Exercise task 1:
Answer these questions from the photography digest.
(a) Which folder does the writer set to 'all' in Google reader?
(b) On what day did Kodak file for bankruptcy protection?
(c) Which publication ran the article analyzing why Fujifilm was able to evolve while Kodak faltered?

Extract:
-------------------------

So, how do I determine what goes into the digest? First I look back at the articles that I’ve tweeted and tumbled during the week. Then I set my photography folder to ‘all’ in Google reader and start reading, opening the articles I find interesting. Then I start I start to put it all together right here. The process has forced me to think differently about the way I consume articles and information during the week.
It’s been liberating to actually sit down for a few hours and work hard to sort through the information and ideas I find relevant. I like to think I’ve developed a decent eye for spotting what might resonate with people but that doesn’t mean I don’t miss relevant stuff. I do, so this digest is by no means comprehensive. It’s narrowly focused on the blogs, magazines and individuals that I’ve chosen to follow. I suppose all of this is just a long pre-emptive answer to the inevitable “but you missed this or that” comment. Anyway, so did you hear?
Kodak Files For Bankruptcy
As many expected, Kodak filed for bankruptcy protection last Thursday. “Oh fuck! Start stocking up! First they took my Kodachrome away, now they’re taking away my Tri-x and Portra! FUCK!” That’s sort of what it sounded like on ze internet. I think people should relax. They’re going to do some major restructuring and I’m confident they’ll keep making film…..at least until the day we all fully embrace digital, which will happen eventually!
The BJP’s technical writer Jonathan Eastland suggests they focus on the film market. A good idea? I’m not sure.
Kodak’s got to go back and crunch their numbers about the film market. All people want are these little yellow boxes of film, and that should be their core business, even it means reducing the company’s size further. Kodak needs to hire people that actually know about film photography. It needs to market it properly and set up some great labs in strategic places with great customer service.”
The most interesting article I read was an article from The Economist that analyzed why Fujifilm was able to evolve while Kodak faltered. I thought this nugget was particularly interesting.
George Fisher, who served as Kodak’s boss from 1993 until 1999, decided that its expertise lay not in chemicals but in imaging. He cranked out digital cameras and offered customers the ability to post and share pictures online.
A brilliant boss might have turned this idea into something like Facebook, but Mr Fisher was not that boss.”

-------------------------

Recorded data:
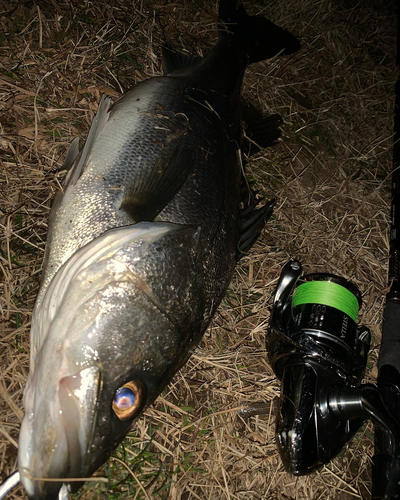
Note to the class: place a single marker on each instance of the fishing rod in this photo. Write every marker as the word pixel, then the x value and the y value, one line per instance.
pixel 389 355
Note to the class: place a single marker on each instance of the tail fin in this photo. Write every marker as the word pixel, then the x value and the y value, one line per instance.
pixel 261 38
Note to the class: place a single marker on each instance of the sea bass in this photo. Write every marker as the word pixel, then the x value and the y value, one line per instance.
pixel 141 248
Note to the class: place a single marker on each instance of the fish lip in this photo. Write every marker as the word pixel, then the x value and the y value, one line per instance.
pixel 76 409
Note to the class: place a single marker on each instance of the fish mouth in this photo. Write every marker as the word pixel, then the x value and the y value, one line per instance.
pixel 62 443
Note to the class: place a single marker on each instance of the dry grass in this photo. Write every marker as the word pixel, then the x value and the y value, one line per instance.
pixel 330 174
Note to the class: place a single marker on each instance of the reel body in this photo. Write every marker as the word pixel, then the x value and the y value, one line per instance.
pixel 317 350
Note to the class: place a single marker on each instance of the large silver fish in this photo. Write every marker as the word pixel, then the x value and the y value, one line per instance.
pixel 141 247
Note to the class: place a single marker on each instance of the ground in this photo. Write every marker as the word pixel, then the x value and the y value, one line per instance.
pixel 330 173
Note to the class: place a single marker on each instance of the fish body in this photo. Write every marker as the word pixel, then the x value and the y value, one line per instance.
pixel 141 247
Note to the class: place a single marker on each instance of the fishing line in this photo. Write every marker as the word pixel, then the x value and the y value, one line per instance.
pixel 328 294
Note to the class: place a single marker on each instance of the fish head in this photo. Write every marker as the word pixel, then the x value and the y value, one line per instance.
pixel 116 330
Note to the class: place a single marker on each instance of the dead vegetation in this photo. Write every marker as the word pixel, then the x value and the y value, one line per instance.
pixel 330 173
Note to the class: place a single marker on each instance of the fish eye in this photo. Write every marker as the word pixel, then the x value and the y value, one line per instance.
pixel 128 399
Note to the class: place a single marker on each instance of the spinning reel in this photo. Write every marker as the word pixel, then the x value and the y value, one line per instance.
pixel 317 350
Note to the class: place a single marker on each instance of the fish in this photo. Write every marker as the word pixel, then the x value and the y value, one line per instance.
pixel 143 241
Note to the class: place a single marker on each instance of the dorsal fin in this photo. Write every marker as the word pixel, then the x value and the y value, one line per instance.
pixel 173 60
pixel 80 160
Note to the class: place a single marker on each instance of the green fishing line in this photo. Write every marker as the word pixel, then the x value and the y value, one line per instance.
pixel 329 294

-------------------------

Exercise task 2: Convert the part of the records that opens with the line containing "the dry grass" and closes with the line containing "pixel 328 294", both lines included, into a JSON list of strings. Use one string per line and leave out blank lines.

Full answer 1:
(a) The photography folder
(b) Last Thursday
(c) The Economist

Full answer 2:
[
  "Note to the class: place a single marker on each instance of the dry grass in this photo. Write every marker as the word pixel, then the x value and the y value, one line per instance.",
  "pixel 330 174",
  "Note to the class: place a single marker on each instance of the reel body in this photo. Write every marker as the word pixel, then the x value and the y value, one line per instance.",
  "pixel 317 350",
  "Note to the class: place a single marker on each instance of the large silver fish in this photo. Write every marker as the word pixel, then the x value and the y value, one line per instance.",
  "pixel 141 247",
  "Note to the class: place a single marker on each instance of the ground in this photo. Write every marker as the word pixel, then the x value and the y value, one line per instance.",
  "pixel 330 173",
  "Note to the class: place a single marker on each instance of the fish body in this photo. Write every marker as the word pixel, then the x value and the y value, one line per instance.",
  "pixel 141 247",
  "Note to the class: place a single marker on each instance of the fishing line in this photo. Write every marker as the word pixel, then the x value and the y value, one line per instance.",
  "pixel 328 294"
]